To-do list:
1 – Do these statements agree with the page excerpt? Answer each yes or no, quoting the deciding words of the page excerpt. (a) A nibble is 4 bits. (b) The number 24 is 00011000 in binary. (c) The second nibble, 1000, equals 9 in decimal.
2 – Can you reproduce the stretch of the page excerpt from "To convert from" through "hexadecimal is 0x18.", renaming "nibble" to "half-byte" throughout?

Page excerpt:
+ + + + +

First of all, you must understand a common convention in hexadecimal notation. You’ll typically see hexadecimal numbers preceded by **0x**, it just means that the number is hexadecimal, but the actual **0x** is irrelevant to the number. So **0x42FE** means that **42FE** is a hexadecimal number, we know that because of the **0x**, but again, ignore the **0x** when you’re actually working with the number.

To convert from binary to hexadecimal is very easy, you first separate the binary number into nibble (4 bits). For example, the number 24, which is 00011000 in binary, you would set it up as 0001 1000. Then, what you do, is you convert each nibble into decimal, for example, for the first nibble, 0001, since it equals one in decimal, you would then convert the decimal into hexadecimal, and since in hex 1 is 1, you would write 1. Now, for the second nibble, 1000, in decimal is 8, and in hex its 8, so 0001 1000 in hexadecimal is 0x18.

+ + + + +

(Pointing data)

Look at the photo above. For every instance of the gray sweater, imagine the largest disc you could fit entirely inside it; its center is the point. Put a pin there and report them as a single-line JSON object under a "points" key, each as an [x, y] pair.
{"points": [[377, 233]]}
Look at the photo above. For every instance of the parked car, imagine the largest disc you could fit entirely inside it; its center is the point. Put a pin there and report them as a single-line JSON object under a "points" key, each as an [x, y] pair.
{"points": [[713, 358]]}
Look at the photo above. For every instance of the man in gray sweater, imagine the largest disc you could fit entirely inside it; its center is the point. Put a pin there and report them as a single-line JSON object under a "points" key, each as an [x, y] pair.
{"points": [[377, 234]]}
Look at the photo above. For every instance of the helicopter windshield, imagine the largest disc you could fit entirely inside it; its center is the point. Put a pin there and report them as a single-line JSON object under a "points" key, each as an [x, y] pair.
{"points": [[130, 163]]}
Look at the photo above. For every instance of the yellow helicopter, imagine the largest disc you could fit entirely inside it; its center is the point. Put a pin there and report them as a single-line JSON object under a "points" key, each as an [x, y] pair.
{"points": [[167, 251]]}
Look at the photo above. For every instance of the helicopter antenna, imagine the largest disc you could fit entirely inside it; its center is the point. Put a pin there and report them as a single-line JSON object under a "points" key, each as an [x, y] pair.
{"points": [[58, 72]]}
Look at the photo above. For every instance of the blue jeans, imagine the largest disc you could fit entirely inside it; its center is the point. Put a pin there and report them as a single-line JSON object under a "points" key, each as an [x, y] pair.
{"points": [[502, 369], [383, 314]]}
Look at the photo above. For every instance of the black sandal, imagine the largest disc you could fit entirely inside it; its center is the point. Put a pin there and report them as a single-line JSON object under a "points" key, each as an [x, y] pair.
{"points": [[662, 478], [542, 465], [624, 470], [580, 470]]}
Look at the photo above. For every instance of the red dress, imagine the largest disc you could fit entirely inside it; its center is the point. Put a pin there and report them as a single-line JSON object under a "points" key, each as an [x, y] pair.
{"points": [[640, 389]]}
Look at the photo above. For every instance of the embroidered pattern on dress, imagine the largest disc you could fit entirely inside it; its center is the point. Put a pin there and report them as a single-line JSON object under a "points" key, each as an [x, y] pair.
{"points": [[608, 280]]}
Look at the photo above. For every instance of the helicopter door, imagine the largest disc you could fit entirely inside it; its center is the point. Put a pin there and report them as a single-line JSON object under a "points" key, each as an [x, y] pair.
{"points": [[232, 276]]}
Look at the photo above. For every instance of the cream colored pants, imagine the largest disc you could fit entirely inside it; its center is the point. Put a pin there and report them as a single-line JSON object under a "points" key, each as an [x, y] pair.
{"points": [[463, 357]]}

+ + + + +

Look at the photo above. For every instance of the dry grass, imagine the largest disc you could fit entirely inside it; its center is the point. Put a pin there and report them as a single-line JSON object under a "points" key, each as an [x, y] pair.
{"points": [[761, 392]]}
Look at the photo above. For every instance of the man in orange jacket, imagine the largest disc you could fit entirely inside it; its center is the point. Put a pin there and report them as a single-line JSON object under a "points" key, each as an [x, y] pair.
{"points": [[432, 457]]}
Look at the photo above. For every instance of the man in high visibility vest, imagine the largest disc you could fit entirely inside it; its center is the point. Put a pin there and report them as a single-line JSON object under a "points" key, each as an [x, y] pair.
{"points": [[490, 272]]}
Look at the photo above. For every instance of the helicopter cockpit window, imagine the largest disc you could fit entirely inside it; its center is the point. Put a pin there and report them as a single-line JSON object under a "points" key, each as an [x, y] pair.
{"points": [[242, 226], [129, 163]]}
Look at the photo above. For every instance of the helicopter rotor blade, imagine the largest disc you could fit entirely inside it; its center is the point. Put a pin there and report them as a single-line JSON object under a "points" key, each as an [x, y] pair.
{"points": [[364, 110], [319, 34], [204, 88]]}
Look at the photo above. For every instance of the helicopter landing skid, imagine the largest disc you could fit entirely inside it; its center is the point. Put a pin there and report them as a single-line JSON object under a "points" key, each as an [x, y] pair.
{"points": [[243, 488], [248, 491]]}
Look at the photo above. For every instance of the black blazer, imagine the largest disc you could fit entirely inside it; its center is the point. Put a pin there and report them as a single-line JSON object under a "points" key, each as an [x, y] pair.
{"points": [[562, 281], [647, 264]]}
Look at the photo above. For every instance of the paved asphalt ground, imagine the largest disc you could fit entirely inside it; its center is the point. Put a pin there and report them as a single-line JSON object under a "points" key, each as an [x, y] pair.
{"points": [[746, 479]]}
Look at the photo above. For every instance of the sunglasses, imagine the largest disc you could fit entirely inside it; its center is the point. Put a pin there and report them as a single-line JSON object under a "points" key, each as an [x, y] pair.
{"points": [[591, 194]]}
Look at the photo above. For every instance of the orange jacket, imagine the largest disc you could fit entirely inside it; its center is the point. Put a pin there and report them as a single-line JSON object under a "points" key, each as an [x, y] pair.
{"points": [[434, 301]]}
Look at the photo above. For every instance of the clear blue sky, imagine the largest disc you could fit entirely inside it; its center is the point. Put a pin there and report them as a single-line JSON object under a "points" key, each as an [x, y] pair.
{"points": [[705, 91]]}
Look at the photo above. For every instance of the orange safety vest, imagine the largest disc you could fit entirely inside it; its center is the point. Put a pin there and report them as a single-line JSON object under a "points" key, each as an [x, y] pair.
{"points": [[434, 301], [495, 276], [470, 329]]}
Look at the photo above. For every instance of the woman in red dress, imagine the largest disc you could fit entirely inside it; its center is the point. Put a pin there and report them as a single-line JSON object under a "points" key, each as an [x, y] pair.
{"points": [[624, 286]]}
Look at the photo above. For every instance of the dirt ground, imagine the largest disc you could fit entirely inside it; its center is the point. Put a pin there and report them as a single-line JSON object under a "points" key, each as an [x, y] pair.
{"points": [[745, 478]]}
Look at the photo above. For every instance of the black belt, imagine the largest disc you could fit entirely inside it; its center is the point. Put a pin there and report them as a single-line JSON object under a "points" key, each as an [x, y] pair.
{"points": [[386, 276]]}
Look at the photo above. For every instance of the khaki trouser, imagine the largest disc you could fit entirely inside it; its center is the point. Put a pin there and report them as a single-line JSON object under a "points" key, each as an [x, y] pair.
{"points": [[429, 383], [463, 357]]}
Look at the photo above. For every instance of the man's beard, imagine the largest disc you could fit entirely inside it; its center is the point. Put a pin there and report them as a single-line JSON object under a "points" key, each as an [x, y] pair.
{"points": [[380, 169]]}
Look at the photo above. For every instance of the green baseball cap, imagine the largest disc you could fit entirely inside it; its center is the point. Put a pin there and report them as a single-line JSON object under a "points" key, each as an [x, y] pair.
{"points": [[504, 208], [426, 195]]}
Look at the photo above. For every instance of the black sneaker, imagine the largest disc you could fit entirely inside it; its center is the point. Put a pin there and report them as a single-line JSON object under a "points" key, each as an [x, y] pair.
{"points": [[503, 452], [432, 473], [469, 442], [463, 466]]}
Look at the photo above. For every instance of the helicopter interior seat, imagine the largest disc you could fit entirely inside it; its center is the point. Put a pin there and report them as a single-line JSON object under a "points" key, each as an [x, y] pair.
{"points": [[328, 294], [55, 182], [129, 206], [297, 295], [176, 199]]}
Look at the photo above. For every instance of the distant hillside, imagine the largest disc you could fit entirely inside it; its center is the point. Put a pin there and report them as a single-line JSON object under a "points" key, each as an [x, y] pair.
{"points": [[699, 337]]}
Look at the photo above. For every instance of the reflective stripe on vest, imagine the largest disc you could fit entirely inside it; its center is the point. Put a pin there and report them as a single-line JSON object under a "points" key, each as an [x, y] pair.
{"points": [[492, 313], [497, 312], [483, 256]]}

+ + + + +

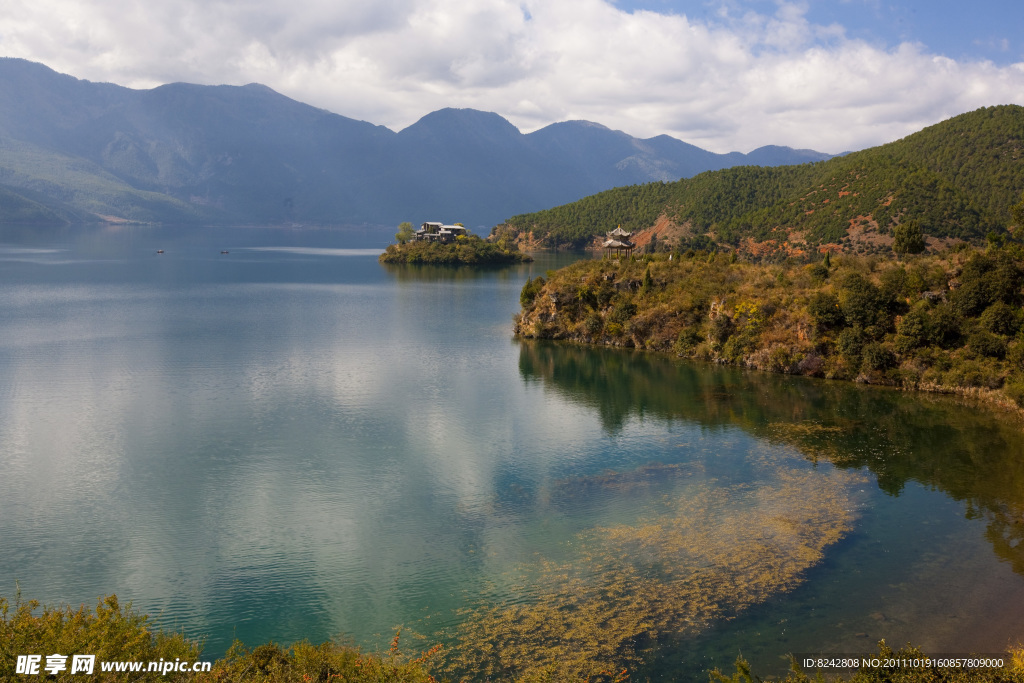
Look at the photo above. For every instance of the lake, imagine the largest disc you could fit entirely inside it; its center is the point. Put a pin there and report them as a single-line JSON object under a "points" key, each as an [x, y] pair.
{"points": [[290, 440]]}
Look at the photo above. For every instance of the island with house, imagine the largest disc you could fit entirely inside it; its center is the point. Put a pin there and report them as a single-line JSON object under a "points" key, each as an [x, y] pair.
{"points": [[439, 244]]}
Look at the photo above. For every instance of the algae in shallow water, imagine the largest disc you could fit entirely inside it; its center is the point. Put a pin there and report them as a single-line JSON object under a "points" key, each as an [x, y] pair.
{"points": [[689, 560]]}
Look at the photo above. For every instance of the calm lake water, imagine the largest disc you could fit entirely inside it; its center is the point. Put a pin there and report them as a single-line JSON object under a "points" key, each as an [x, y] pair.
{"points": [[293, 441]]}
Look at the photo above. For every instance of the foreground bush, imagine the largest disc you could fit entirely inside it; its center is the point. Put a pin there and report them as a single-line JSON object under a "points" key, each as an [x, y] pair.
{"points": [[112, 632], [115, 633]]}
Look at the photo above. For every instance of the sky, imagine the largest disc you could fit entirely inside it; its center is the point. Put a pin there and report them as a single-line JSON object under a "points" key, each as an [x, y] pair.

+ + + + +

Outputs:
1 –
(a) Yes: "you first separate the binary number into nibble (4 bits)"
(b) Yes: "the number 24, which is 00011000 in binary"
(c) No: "for the second nibble, 1000, in decimal is 8"

2 –
To convert from binary to hexadecimal is very easy, you first separate the binary number into half-byte (4 bits). For example, the number 24, which is 00011000 in binary, you would set it up as 0001 1000. Then, what you do, is you convert each half-byte into decimal, for example, for the first half-byte, 0001, since it equals one in decimal, you would then convert the decimal into hexadecimal, and since in hex 1 is 1, you would write 1. Now, for the second half-byte, 1000, in decimal is 8, and in hex its 8, so 0001 1000 in hexadecimal is 0x18.